Count the lines in the records below that contain the string "building", and give only that number.
● ● ●
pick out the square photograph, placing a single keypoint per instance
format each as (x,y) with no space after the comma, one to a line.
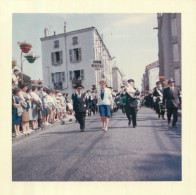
(96,97)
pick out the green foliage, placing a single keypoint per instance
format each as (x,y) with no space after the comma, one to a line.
(26,79)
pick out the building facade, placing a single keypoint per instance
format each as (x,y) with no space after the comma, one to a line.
(150,77)
(169,40)
(117,78)
(67,59)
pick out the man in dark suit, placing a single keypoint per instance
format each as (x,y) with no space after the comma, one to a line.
(80,106)
(171,97)
(131,103)
(73,96)
(158,95)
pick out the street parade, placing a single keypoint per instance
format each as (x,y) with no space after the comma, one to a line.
(96,97)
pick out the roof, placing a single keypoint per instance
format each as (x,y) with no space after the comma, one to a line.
(152,65)
(116,67)
(67,33)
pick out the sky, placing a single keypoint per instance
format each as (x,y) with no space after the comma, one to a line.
(130,38)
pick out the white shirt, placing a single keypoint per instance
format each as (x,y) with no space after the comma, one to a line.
(14,79)
(35,97)
(107,99)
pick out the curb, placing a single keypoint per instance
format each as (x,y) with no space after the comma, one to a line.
(34,132)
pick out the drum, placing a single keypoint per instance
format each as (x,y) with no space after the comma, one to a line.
(162,109)
(138,105)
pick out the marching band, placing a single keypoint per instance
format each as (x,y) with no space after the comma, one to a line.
(106,101)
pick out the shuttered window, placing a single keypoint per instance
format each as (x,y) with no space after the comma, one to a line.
(63,76)
(75,55)
(70,75)
(52,76)
(70,55)
(82,74)
(52,58)
(57,58)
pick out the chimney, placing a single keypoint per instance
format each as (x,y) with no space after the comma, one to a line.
(64,27)
(45,32)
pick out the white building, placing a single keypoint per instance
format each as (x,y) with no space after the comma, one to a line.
(117,78)
(151,76)
(67,59)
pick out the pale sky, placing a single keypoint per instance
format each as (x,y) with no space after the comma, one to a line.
(130,38)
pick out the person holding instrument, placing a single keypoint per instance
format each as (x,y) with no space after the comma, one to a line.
(105,104)
(132,94)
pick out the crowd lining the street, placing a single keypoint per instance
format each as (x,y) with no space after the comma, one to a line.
(35,107)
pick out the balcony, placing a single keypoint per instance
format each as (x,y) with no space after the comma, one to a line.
(58,86)
(76,82)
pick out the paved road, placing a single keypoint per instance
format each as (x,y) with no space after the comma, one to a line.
(151,152)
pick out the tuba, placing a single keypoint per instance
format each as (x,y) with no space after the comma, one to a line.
(130,90)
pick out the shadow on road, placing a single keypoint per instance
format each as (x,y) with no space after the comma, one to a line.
(149,169)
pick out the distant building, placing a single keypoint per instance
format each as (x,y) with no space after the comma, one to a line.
(169,39)
(151,76)
(67,59)
(117,78)
(37,82)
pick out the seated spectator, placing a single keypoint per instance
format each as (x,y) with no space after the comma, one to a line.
(25,104)
(16,117)
(35,101)
(46,109)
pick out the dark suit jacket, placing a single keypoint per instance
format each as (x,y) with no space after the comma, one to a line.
(171,98)
(80,104)
(132,101)
(156,94)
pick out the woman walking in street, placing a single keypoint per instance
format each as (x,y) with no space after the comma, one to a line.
(105,104)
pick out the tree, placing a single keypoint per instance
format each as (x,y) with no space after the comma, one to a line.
(26,79)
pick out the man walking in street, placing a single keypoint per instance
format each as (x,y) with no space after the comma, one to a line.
(80,106)
(132,94)
(171,98)
(158,96)
(122,98)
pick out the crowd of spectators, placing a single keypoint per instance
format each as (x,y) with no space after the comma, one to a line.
(34,107)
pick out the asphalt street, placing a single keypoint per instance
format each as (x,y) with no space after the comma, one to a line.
(150,152)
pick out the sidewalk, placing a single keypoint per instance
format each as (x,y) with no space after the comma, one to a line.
(179,112)
(68,120)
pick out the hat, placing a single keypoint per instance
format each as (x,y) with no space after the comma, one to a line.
(130,80)
(15,70)
(171,80)
(44,93)
(102,81)
(158,82)
(79,87)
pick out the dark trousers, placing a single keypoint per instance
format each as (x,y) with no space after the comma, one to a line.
(123,108)
(131,113)
(158,110)
(172,111)
(80,116)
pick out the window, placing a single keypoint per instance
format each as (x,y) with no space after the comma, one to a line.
(75,55)
(58,78)
(56,44)
(57,58)
(76,76)
(63,76)
(75,40)
(82,74)
(52,76)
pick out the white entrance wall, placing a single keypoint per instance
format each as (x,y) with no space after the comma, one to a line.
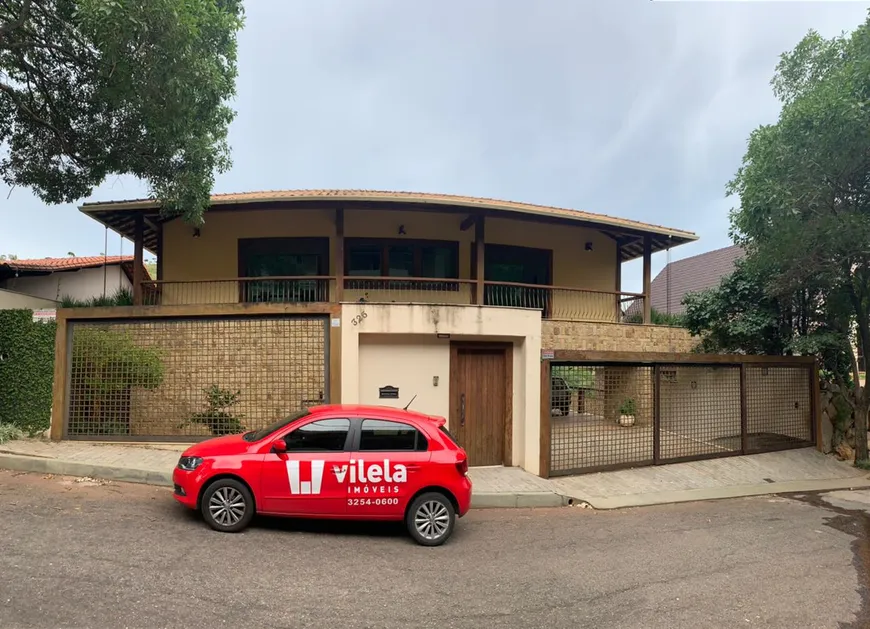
● ● ●
* EXPECTED ANSWER *
3